**Page excerpt:**
This is the beginning of the end of the NRA

Demographics, body counts and the group's own extremism all suggest that the top has been made.

By Francis Wilkinson, Bloomberg View

July 15, 2016 at 5:54AM
Republican presidential candidate Donald Trump speaks at the NRA Leadership Forum on Friday, May 20, 2016, in Louisville, Ky. (Mark Cornelison/Lexington Herald-Leader/TNS)
Republican presidential candidate Donald Trump spoke at the NRA Leadership Forum on Friday, May 20, 2016, in Louisville, Ky. (The Minnesota Star Tribune)

The NRA is not only a constituent part of the Republican Party. It is in some ways a microcosm of it. Its demographics: an aging, male, non-urban, racially anxious, white base. Its policy prescriptions: outlier positions unsupported by science. Its politics: defensive and bitterly opposed to compromise.

Like the GOP, which dominates state governments and has reached peak numbers in Congress, the National Rifle Association appears to be at the height of its considerable powers. It is well-funded, professionally staffed and deeply entrenched in U.S. politics, having fully hitched a major political party to its single cause.

NRA ideology is popular, often intuitive and packaged in easily digested talking points and aphorisms — "good guy with a gun," "if guns are outlawed ..." — that are widely repeated by millions of gun enthusiasts.

The group has been racking up victories in conservative states that have adopted wholesale the movement creed that guns on campus, in bars, at church, in cars — guns everywhere — constitutes both a rational public policy and an extension of liberty.

Still, it's more than likely that, for the NRA, it's downhill from here. In fact, some of the organization's strengths may prove to be its undoing.

**The exercise:** Please carry on the opinion piece above about the NRA's coming decline, starting right after its final sentence.

**Excerpted records:**

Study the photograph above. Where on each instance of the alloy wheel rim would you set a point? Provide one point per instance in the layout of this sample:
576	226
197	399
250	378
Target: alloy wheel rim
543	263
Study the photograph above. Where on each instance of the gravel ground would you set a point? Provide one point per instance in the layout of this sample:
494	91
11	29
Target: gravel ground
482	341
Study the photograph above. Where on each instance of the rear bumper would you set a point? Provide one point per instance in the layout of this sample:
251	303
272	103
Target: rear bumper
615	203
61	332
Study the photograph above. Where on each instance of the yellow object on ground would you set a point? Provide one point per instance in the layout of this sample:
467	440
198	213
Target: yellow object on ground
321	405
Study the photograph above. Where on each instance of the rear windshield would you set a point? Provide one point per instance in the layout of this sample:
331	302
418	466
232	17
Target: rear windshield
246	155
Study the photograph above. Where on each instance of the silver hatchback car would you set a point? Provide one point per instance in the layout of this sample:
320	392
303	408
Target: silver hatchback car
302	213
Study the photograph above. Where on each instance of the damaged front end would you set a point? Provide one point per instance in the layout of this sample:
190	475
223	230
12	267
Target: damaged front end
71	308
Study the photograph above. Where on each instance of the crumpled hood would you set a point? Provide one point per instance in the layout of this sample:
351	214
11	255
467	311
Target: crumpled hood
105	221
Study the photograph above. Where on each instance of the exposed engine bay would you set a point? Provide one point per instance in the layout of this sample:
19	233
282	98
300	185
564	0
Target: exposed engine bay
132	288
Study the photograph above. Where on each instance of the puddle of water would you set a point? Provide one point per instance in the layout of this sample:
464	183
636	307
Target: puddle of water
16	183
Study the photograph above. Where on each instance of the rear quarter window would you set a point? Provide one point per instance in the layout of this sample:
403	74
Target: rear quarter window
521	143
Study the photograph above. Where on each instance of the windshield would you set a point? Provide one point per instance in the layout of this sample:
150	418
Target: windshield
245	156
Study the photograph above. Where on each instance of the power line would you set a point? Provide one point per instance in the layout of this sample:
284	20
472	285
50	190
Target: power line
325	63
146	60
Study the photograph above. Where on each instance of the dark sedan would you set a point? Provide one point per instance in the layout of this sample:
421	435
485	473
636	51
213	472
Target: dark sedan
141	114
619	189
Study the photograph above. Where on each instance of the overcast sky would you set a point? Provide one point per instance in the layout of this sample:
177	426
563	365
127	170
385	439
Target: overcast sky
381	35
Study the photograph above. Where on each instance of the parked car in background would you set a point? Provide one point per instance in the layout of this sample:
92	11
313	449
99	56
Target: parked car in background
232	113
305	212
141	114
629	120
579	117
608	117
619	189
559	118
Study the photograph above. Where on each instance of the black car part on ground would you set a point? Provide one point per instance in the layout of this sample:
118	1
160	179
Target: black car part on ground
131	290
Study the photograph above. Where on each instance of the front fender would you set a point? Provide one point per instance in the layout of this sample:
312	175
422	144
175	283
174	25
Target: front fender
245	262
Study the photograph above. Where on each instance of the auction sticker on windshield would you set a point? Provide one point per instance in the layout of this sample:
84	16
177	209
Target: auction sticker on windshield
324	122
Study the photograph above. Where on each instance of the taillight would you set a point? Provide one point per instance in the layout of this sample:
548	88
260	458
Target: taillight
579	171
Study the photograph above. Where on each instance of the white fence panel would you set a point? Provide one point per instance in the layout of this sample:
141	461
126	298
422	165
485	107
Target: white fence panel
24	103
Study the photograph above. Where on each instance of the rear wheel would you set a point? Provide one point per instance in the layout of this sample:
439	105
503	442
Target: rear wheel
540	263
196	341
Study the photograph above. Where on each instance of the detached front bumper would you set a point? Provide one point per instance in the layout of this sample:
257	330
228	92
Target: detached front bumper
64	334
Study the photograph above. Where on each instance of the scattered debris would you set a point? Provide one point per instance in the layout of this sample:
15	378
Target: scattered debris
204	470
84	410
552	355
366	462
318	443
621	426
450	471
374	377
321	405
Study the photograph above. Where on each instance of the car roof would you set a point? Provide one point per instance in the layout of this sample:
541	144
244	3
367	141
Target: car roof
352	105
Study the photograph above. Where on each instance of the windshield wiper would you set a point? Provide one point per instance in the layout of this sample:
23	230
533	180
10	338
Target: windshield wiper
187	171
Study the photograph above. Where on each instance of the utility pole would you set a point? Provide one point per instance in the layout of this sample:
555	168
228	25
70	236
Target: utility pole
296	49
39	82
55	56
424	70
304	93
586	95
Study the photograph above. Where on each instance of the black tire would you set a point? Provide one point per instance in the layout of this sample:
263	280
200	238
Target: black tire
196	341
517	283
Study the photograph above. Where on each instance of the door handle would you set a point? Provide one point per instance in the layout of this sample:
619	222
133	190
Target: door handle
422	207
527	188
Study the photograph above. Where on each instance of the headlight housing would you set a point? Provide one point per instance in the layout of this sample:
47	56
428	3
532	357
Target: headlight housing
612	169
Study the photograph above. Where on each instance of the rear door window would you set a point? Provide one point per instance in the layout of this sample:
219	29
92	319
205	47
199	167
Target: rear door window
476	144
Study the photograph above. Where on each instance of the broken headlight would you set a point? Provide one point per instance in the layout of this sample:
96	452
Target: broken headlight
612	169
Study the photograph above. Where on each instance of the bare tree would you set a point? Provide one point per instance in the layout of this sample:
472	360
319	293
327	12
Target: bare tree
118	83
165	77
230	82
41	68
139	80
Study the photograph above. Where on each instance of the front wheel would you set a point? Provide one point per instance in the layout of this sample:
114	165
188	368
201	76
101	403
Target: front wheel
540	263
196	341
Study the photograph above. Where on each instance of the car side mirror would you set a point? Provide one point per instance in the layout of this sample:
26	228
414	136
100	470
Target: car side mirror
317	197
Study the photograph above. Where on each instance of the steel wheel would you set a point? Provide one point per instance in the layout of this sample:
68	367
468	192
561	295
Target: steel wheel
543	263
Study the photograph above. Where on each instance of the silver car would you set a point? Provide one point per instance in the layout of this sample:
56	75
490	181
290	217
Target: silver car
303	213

**Final answer:**
Having abandoned even a pretense of bipartisanship, the NRA benefits from a conservative network of allies, including the religious right. But it has completely forfeited influence with Democrats, who have concluded that they have nothing to lose in becoming a party fully devoted to gun regulation. With the GOP publicly unraveling, congressional Democrats appear poised to grow stronger. That's not good for the NRA.

Similarly, extremism has been profitable for the NRA. But as the GOP is learning, there is no easy route back from the fringe.

First, the NRA's political power and fundraising depend on maintaining paranoia at a screaming pitch.

Second, the NRA has its own tea party problem. Gun groups that are even more extreme are ever eager to label the NRA a sellout — too willing to appease liberals or compromise freedom or indulge the girly-man politics of the mainstream.

When Open Carry Texas, a band of gun extremists, first began terrifying patrons and workers in Texas restaurants, the NRA mumbled disapproval. Under pressure from its fringier rivals, the NRA quickly reversed itself.

Extremism, of course, is a tricky game. If you don't convert the country to your cause, you risk being marginalized. That's already happening to the NRA in liberal states. The trend may expand.

Like open carry, NRA ideology doesn't hold up well in real life. "Good guys with guns" too often turn out to be bad guys who kill. And what are the chances that a very stupid, very reckless "good guy" will eventually shoot an innocent person while trying to be a hero? I'd guess the chances are quite high. Meanwhile, social media readily spreads news stories of foolish gun owners leaving senseless destruction in their wake.

Demographic decline also beckons. As Adam Winkler explained in the Washington Post, the growing parts of the population — Hispanics and Asians — generally support gun regulation, as do blacks. The NRA's old, white base is in steady decline as both a portion of the population and electorate.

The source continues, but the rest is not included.